* [THE PROBLEM] Every entry must be printed again exactly, with nothing left out.

PROVIDED RECORDS: Begin

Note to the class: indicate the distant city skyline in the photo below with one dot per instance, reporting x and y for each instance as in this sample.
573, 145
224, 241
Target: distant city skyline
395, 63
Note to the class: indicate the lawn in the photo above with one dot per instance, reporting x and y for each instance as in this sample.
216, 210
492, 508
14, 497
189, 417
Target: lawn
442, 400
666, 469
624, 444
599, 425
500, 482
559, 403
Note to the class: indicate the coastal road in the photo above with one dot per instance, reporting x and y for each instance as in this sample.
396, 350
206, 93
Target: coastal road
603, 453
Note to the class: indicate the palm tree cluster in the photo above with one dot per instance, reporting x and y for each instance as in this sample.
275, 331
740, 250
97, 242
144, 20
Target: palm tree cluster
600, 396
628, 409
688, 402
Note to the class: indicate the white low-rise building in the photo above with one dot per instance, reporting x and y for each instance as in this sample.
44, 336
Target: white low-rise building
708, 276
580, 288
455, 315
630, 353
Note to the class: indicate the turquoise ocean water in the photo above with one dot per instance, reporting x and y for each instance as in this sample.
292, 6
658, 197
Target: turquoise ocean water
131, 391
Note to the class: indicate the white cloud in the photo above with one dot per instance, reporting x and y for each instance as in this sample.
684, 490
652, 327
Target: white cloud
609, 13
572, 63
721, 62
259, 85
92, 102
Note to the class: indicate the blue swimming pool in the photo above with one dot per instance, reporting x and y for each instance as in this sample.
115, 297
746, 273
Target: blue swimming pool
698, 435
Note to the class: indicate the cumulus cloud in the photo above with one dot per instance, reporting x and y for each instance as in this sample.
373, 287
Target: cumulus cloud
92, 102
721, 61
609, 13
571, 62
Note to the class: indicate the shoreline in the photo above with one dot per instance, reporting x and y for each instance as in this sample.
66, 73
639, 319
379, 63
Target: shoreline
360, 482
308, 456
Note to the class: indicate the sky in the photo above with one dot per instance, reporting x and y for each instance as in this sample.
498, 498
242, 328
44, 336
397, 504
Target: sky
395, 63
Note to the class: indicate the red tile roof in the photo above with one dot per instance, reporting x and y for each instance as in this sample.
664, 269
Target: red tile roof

PROVIDED RECORDS: End

* [EXERCISE OUTPUT]
Note to the class: indicate the distant city skyline in the photo below with one dot per instance, reporting x and y for each instance as in this sample.
573, 145
224, 241
Target: distant city skyline
395, 63
Note to the class: indicate the lawn in the photo above with one dot per instance, reporting x and y for each instance as in this sample.
216, 210
492, 508
14, 497
189, 417
Target: lawn
442, 400
666, 469
624, 444
599, 425
500, 482
559, 403
Note to the class: indicate the coastal road in the photo above with one dot per instance, reporting x and y for each instance as in this sample.
396, 350
206, 93
Target: coastal road
603, 453
Note to the class: indicate the palm tree cluster in the photo above with one dot per instance, reporting x and y for each instance as in this sample.
275, 331
740, 250
97, 242
144, 20
Target: palm tree cluster
600, 396
628, 409
688, 402
Note to the class: indicate the white low-rise building in the photo above with one dot per instance, reporting x and y for each instance as in this sample.
44, 336
Target: white low-rise building
708, 276
580, 288
455, 315
630, 353
Note to the class: indicate the turquoise ocean water in the photo above with one dot per instance, reporting x and y for each instance as in this sample.
292, 6
658, 197
Target: turquoise ocean water
131, 391
Note to the class: indicate the white cloud in the photo above with one dot per instance, reporting x and y for each instance as in this sample.
684, 490
652, 327
Target: white cloud
609, 13
572, 63
721, 62
259, 85
92, 102
Note to the class: indicate the blue swimming pool in the photo above with one dot per instance, reporting x and y for each instance as in this sample.
115, 297
746, 273
Target: blue swimming pool
698, 435
Note to the class: indicate the cumulus cloud in the photo above with one dot per instance, reporting x and y for each instance as in this sample.
373, 287
Target: cumulus cloud
92, 102
721, 61
609, 13
571, 62
Note to the class: indicate the shoreline in the photo above with one dot per instance, reporting x and y for each instance as in this sample.
66, 73
639, 319
379, 63
Target: shoreline
360, 482
308, 456
Note to the class: indicate the sky in the photo above with one dot per instance, reporting x and y for each instance as in this sample.
498, 498
242, 328
44, 336
397, 504
Target: sky
395, 63
Note to the class: indicate the red tile roof in the photo above with one dot per instance, reporting x and y for each instance as in this sample.
664, 269
Target: red tile roof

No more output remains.